# KUTIPAN TEKS
_____

Didi dan anak-anak disuruh menunggu di luar, aku di bawa Dokter Harun memasuki ruang dokter. Ia menemui seorang sahabatnya. Seorang jururawat membimbingku ke kamar Samsul. Penjelasan yang diberikan jururawat sama dengan dugaan Didi. Kendati tubuh Samsul kurus kering dan rambutnya hampir rontok semua, ia sudah boleh dianggap sembuh. Meski demikian, menetes juga air mataku waktu menatapnya untuk pertam kali.
“Mas Dam menang, ya?”, sambutnya dengan uluran tangannya yang telah tipis itu.
“Dari mana kau tahu, Sul?”, tanyaku dengan senyum paksa.
Samsul menarik radio saku Sanyo yang kukirim padanya lima bulan yang lalu, dari balik bantal.
“Regumu juga menang dan mendapatkan piala. Selamat, ya! Kalau tidak sakit aku sudah pasti nonton.”
Lonceng besuk berbunyi lantang. Para pengunjung memasuki ruangan dengan suara langkah kaki terseret di atas ubin. Waktu aku menoleh, kulihat Paman, Bibi, Om Herman, Ayah, dan Ibu berduyun-duyun mendekati depan Samsul. Semua terkejut melihat aku sudah di dalam.
“Dam!”, seru Paman, “kau naik burok, ya? Kan belum lama kami dengar kau ikut main.” Mereka itu ternyata juga mendengarkan siaran radio di mobil. Dokter Harun muncul dari seberang diikuti Didi dan teman-temannya. Mereka bersalaman, dan barulah mereka mengerti bagaimana kami bisa mengejar mereka.
Betapa senang hatiku pada hari itu. Aku tidak mengecewakan keluarga, aku bisa menghabiskan hari liburku untuk ikut mendampingi Samsul sampai sembuh sama sekali. Didi benar. Ia telah menolongku untuk mengambil pilihan yang terbaik dengan menggunakan kerja pikirannya yang tidak tergesa-gesa.  
Adapun dalam menelaah cerpen yang berjudul “PILIHAN” ini dengan menggunakan pendekatan objektif. Yang mana pendekatan objektif ini adalah pendekatan yang memusatkan perhatian yang semata-mata pada unsur-unsur, yang dikenal dengan analisis intrinsik. Dengan kata lain pendekatan objektif didasarkan pada otonomi karya sastra atau memusatkan telaahnya pada segi-segi intrinsik, struktur  dalam dari karya sastra itu saja. Adapun unsur-unsur intrinsik dalam cerpen “PILIHAN” yang menjadi telaah saya adalah:
1. Tema
     Tema adalah ide sentral yang mendasari suatu cerita yang mempunyai tiga fungsi yaitu sebagai pedoman bagi pengarang untuk menggarap sebuah cerita, sasaran dan tujuan penggarapan cerita, dan mengikat peristiwa-peristiwa cerita dalam suatu alur.

_____

# ARAHAN TUGAS A
Dalam kutipan teks tentang cerpen “PILIHAN”, radio saku merek apa yang ditarik Samsul dari balik bantalnya?
# ARAHAN TUGAS B
Susun catatan di bawah ini sebagai CSV dua kolom bernama tugas dan jawaban, mulai dari baris yang memuat "of the large" dan berakhir pada baris yang memuat "87], [260, 116]]". Buat satu baris untuk tiap permintaan, dengan teks permintaan dan jawabannya masing-masing dalam satu kolom berkutip dan jeda baris diganti spasi.

_____

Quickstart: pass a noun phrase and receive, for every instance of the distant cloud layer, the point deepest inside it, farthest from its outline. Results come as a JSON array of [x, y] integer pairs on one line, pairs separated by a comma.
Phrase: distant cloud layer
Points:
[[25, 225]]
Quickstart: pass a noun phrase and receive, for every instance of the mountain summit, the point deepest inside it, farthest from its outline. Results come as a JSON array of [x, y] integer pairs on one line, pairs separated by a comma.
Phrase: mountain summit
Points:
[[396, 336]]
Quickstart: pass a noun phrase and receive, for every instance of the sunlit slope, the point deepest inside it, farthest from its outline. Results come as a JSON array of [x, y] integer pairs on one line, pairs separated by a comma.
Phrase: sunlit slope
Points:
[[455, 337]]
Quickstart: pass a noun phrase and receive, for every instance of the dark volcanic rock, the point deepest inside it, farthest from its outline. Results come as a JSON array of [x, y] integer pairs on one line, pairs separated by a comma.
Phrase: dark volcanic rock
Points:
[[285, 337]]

_____

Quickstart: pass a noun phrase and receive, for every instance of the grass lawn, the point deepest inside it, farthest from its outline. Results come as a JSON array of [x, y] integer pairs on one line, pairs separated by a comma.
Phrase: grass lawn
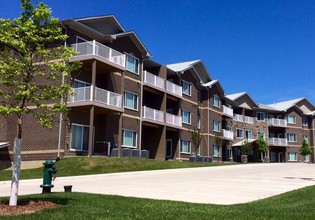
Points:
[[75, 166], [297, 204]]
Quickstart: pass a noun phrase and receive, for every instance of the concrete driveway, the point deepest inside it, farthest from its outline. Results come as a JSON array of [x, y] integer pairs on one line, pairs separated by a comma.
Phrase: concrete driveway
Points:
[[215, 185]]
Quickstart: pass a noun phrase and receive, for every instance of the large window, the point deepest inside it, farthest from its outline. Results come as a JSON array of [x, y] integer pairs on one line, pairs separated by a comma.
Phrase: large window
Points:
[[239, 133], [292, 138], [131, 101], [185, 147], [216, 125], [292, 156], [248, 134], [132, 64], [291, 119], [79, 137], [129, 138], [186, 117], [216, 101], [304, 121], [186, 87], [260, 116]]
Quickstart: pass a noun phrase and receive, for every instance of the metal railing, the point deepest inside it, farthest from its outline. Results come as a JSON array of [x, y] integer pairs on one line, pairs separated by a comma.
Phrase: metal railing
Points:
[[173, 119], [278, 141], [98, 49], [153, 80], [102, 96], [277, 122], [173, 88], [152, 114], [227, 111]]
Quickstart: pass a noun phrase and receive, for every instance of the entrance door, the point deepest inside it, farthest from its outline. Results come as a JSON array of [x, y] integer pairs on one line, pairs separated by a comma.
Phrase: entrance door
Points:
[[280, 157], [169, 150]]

_____

# JAWABAN TUGAS A
Radio saku Sanyo.

# JAWABAN TUGAS B
tugas,jawaban
"Quickstart: pass a noun phrase and receive, for every instance of the large window, the point deepest inside it, farthest from its outline. Results come as a JSON array of [x, y] integer pairs on one line, pairs separated by a comma. Phrase: large window Points:","[[239, 133], [292, 138], [131, 101], [185, 147], [216, 125], [292, 156], [248, 134], [132, 64], [291, 119], [79, 137], [129, 138], [186, 117], [216, 101], [304, 121], [186, 87], [260, 116]]"